Passage to read
--

I'm Klas and I'm a PhD student in the Accountable Systems Lab at Carnegie Mellon University, advised by Matt Fredrikson. My research concentrates on demystifying deep learning, and understanding its weaknesses and vulnerabilities. I work to improve the security, transparency, and generality of deep neural networks, with a focus on applications in data privacy and computer vision.

GHC 7004 | kleino cs. cmu. edu | klasleino

Research Interests

My research concentrates on demystifying deep learning, and understanding its weaknesses and vulnerabilities. I work to improve the security, transparency, and generality of deep neural networks, with a focus on applications in data privacy and computer vision. My work fits primarily under the sub-fields of explainable AI and ML security. Explainable AI aims to bring interpretability and transparency to otherwise opaque deep learning methods, giving us a richer understanding of their inner workings. ML security addresses concerns including attacks that compromise data privacy and that fool even state-of-the-art models. Currently, I am most interested in topics with three major themes; namely, explaining black-box neural network behavior, creating a theory of network generalization, and developing robust and private models.

--

Information shown
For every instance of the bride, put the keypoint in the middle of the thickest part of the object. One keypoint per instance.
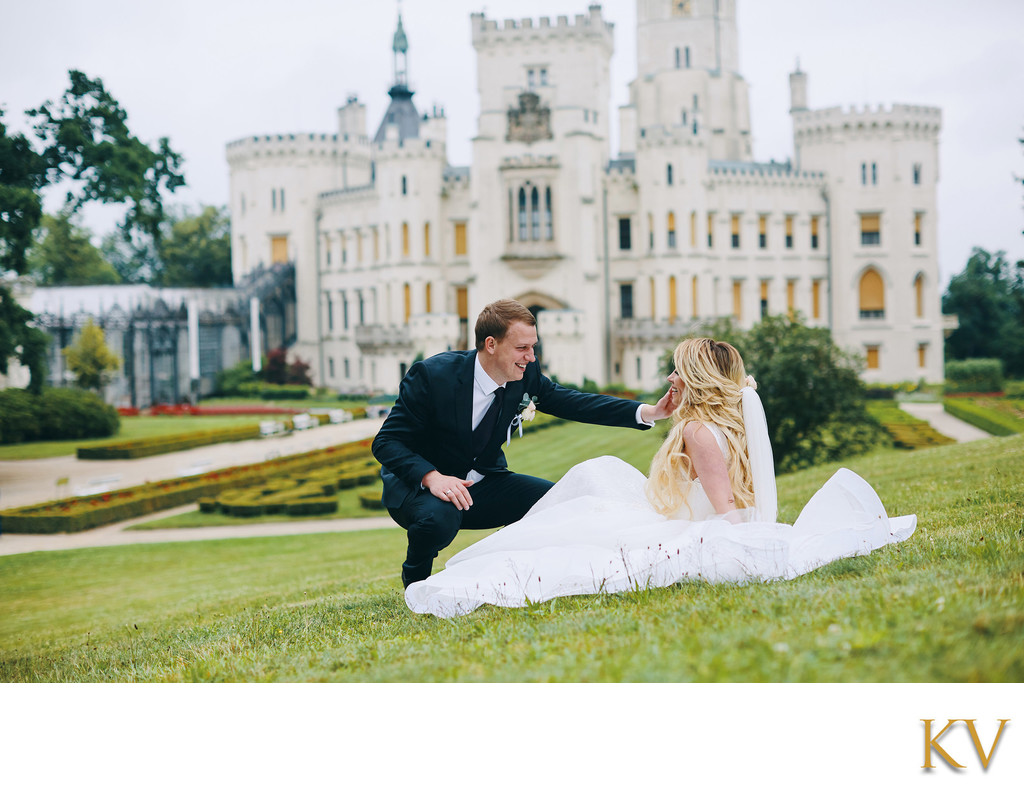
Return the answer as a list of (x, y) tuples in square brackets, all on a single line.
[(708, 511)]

--

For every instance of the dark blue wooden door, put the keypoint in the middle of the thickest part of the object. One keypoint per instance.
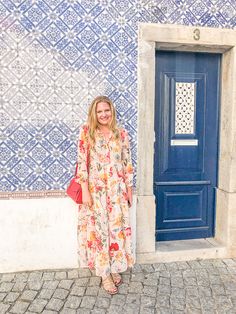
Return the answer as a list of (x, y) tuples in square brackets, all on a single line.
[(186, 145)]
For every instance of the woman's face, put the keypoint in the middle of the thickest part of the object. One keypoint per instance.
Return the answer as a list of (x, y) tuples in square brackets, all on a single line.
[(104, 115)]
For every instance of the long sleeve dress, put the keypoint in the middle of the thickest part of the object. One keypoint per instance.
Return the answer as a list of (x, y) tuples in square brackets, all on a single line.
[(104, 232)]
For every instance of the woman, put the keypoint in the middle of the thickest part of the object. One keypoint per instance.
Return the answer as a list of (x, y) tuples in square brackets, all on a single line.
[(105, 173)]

--

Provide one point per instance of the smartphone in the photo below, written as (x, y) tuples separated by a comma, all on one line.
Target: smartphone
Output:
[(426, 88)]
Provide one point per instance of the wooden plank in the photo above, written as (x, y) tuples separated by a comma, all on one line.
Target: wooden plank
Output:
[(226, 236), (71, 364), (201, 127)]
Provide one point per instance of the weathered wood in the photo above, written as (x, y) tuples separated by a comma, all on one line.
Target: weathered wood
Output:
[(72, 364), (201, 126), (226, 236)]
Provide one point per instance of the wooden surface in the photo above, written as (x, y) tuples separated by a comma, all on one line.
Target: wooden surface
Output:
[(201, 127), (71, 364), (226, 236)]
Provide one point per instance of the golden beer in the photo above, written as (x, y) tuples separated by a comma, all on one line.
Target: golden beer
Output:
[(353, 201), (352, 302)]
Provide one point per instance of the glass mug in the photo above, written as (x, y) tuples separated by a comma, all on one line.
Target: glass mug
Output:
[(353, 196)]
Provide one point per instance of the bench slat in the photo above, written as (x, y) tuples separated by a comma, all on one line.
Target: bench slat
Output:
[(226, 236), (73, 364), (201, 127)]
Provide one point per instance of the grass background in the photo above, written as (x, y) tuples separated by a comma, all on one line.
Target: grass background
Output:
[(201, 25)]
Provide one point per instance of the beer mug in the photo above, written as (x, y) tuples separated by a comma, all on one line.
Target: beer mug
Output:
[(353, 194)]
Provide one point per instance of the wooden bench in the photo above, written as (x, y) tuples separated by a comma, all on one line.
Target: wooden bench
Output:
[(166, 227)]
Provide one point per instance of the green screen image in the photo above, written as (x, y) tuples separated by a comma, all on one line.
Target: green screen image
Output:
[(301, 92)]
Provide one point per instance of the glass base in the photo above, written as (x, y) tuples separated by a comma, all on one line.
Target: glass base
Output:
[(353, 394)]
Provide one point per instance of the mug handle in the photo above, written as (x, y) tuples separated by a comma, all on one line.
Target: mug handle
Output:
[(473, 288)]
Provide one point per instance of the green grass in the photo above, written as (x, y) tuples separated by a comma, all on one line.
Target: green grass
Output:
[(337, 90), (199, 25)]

--

Exercises
**A.** Answer these questions about the research profile, one line each:
(i) Who advises Klas?
(ii) Under which two sub-fields does the work mainly fall?
(iii) What are the three themes the work is currently most interested in?
**B.** Proceed with the research profile, picking up after its final sentence.

Answer list
**A.**
(i) Matt Fredrikson
(ii) Explainable AI and ML security
(iii) Explaining black-box neural network behavior, creating a theory of network generalization, and developing robust and private models

**B.**
Explaining Black-box Neural Network Behavior

In the recent years, deep neural networks have become increasingly powerful at tasks previously only humans had mastered. Deep learning has become widely used, and while it has many practitioners, its inner workings are far from well-understood. As the application of ML has increased, so has the need for algorithmic transparency, the ability to understand why algorithms deployed in the real world make the decisions they do. Much of my work has addressed the problem of determining which aspects of a network influence particular decisions, in addition to interpreting the identified influential components. Influence can be used to increase model trust, to uncover insights discovered by ML models, and as a building block for debugging arbitrary network behavior.

A Theory of Network Generalization

Despite having the capacity to significantly overfit, or moreover, memorize the training data, deep neural networks demonstrate an ability to generalize reasonably well in practice. Present hypotheses have failed to explain why this is the case. In fact, it is not well understood how exactly overfitting is manifested in a model. One aspect of my work tries to understand what phenomena give rise to misclassifications, overfitting, and bias in DNNs. Understanding the causes for these problems will also shed light on what leads models to generalize; and may suggest ways of improving generalization. Furthermore, as overfitting presents a threat to the security of a model, understanding overfitting more fundamentally may help protect the privacy of the data involved in training a model, and improve the model's robustness to adversarial manipulation. I develop explanations for these problems that have direct applications to membership inference, misclassification prediction, and bias amplification.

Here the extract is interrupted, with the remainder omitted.